--- Dataset excerpts Enclosed Below ---
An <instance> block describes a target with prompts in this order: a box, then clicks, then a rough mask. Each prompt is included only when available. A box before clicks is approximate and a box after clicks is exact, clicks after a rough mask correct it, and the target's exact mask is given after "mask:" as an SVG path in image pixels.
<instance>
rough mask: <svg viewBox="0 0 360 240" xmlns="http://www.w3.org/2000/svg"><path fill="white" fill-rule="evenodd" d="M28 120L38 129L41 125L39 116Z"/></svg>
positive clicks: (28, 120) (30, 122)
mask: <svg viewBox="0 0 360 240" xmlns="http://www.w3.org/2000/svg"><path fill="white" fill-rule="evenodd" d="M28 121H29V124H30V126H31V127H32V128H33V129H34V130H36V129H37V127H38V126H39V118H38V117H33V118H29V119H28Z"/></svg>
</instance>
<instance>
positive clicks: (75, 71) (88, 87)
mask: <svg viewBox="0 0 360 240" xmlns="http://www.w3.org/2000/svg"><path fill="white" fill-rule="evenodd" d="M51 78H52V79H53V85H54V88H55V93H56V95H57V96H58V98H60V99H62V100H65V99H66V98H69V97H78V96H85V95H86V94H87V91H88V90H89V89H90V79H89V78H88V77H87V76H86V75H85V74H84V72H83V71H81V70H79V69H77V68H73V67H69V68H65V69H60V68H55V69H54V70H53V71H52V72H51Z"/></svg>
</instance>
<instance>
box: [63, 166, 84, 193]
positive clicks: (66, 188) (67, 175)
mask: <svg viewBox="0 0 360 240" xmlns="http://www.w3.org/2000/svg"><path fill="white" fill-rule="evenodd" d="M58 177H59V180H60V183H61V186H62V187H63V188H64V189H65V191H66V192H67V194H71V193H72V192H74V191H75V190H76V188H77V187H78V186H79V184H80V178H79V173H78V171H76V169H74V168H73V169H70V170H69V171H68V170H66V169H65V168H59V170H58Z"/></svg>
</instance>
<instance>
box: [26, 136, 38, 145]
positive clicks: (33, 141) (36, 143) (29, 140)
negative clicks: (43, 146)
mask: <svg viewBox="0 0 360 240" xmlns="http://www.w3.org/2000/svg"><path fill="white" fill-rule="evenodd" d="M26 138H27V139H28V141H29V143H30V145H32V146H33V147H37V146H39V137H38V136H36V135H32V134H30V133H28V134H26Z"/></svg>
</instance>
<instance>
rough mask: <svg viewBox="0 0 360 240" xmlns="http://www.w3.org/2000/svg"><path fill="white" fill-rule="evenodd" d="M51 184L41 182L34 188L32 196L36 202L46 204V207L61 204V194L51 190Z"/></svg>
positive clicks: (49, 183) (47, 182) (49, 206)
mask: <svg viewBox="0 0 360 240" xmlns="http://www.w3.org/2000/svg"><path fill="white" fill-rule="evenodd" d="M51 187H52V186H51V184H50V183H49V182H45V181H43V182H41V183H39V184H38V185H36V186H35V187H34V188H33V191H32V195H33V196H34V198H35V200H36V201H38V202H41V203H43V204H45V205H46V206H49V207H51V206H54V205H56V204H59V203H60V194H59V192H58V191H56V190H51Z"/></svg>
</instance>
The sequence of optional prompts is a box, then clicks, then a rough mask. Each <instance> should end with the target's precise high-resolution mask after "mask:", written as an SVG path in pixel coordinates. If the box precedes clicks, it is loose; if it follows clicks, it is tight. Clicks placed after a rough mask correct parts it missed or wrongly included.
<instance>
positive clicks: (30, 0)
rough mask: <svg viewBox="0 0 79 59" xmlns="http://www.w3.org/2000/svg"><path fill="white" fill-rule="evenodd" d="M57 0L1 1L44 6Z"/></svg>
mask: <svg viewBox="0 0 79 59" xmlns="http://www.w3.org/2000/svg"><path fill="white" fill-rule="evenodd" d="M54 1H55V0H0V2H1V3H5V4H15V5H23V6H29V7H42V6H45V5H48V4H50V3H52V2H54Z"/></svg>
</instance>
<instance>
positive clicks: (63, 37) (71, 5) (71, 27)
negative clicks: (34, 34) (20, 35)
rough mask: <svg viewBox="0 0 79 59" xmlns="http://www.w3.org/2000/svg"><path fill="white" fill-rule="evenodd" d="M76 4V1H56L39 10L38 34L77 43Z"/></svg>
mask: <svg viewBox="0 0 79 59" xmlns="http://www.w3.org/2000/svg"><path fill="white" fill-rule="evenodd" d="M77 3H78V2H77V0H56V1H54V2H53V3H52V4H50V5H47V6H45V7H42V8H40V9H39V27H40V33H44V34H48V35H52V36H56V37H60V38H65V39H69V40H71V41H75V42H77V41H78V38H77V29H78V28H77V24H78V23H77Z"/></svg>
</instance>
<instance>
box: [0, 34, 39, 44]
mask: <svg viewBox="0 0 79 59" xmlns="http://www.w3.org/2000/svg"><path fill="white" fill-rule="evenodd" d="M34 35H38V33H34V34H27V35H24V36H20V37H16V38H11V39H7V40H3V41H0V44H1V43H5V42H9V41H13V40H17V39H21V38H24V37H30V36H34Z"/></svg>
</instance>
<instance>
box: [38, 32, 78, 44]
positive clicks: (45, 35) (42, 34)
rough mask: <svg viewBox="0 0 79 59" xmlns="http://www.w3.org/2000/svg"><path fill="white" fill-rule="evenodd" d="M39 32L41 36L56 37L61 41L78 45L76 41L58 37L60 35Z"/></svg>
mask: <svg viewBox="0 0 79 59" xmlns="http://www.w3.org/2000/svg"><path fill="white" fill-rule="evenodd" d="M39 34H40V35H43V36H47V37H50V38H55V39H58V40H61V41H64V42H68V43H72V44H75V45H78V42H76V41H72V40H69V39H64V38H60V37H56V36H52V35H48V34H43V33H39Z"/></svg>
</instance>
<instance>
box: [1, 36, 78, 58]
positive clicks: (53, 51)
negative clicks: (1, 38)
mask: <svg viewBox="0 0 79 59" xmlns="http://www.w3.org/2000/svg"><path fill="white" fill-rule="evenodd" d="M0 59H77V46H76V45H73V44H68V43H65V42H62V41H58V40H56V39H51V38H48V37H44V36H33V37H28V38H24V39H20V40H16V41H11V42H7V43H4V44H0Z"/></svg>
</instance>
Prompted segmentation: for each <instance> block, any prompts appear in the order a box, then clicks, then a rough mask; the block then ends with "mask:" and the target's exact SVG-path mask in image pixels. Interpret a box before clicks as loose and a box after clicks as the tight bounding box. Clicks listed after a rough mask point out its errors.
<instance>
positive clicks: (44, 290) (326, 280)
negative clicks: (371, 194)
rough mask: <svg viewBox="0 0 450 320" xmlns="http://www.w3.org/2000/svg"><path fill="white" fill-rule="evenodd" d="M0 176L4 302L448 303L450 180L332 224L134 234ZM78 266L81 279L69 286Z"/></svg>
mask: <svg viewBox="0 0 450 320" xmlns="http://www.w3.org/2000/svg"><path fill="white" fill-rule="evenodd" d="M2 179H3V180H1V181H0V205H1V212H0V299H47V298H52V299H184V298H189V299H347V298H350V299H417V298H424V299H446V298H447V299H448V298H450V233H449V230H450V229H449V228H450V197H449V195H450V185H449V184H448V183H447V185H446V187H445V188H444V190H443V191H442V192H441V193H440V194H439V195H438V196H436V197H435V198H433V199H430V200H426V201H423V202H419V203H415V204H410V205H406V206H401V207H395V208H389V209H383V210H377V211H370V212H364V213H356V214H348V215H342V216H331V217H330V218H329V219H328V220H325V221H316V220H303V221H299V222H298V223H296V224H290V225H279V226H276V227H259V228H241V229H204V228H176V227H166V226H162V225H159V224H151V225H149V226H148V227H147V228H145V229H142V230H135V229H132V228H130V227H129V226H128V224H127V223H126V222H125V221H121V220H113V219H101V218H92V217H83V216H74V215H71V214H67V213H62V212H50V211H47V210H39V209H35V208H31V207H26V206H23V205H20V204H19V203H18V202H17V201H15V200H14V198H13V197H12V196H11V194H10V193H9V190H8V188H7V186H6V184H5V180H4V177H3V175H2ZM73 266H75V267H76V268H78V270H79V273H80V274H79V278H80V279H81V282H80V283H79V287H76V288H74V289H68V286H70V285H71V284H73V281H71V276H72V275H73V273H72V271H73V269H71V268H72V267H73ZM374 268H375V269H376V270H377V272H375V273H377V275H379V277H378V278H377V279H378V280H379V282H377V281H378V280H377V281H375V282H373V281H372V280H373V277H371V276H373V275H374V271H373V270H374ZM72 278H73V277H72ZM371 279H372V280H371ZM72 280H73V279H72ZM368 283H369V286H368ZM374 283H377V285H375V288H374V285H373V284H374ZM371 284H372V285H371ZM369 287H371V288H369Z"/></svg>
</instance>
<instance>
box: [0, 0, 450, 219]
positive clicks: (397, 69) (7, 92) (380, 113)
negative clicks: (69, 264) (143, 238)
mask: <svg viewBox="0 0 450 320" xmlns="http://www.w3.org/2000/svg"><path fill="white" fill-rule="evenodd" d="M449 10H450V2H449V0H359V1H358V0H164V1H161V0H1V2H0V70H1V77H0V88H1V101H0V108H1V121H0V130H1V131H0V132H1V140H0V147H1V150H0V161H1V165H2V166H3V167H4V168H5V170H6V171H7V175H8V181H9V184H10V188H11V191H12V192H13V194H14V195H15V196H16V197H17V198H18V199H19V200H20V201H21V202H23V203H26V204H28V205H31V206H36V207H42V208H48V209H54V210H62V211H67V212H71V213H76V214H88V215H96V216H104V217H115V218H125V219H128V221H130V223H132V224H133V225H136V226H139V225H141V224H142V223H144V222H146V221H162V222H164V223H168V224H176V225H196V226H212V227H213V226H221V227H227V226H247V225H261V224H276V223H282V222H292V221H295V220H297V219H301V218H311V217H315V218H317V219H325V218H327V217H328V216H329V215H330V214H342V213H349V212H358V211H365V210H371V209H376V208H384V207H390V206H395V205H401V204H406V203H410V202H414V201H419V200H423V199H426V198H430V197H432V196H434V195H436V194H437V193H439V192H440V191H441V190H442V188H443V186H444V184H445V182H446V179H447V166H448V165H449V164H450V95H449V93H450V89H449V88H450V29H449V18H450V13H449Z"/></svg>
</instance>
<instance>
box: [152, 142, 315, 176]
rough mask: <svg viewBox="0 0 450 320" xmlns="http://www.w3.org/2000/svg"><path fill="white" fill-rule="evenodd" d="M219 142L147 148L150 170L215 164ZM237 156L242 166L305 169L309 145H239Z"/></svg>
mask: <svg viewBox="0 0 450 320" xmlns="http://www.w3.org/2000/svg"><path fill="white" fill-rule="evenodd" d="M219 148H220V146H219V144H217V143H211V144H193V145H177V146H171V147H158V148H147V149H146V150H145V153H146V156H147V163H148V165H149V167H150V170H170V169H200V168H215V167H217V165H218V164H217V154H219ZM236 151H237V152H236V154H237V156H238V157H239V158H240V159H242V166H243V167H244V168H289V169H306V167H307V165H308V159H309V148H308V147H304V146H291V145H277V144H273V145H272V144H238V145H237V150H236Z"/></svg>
--- End of Enclosed Dataset excerpts ---
What you are asked to do: Gather every line in the records above that contains the word "positive", and treat uppercase and lowercase letters as different.

Response box:
positive clicks: (28, 120) (30, 122)
positive clicks: (75, 71) (88, 87)
positive clicks: (66, 188) (67, 175)
positive clicks: (33, 141) (36, 143) (29, 140)
positive clicks: (49, 183) (47, 182) (49, 206)
positive clicks: (30, 0)
positive clicks: (63, 37) (71, 5) (71, 27)
positive clicks: (45, 35) (42, 34)
positive clicks: (53, 51)
positive clicks: (44, 290) (326, 280)
positive clicks: (397, 69) (7, 92) (380, 113)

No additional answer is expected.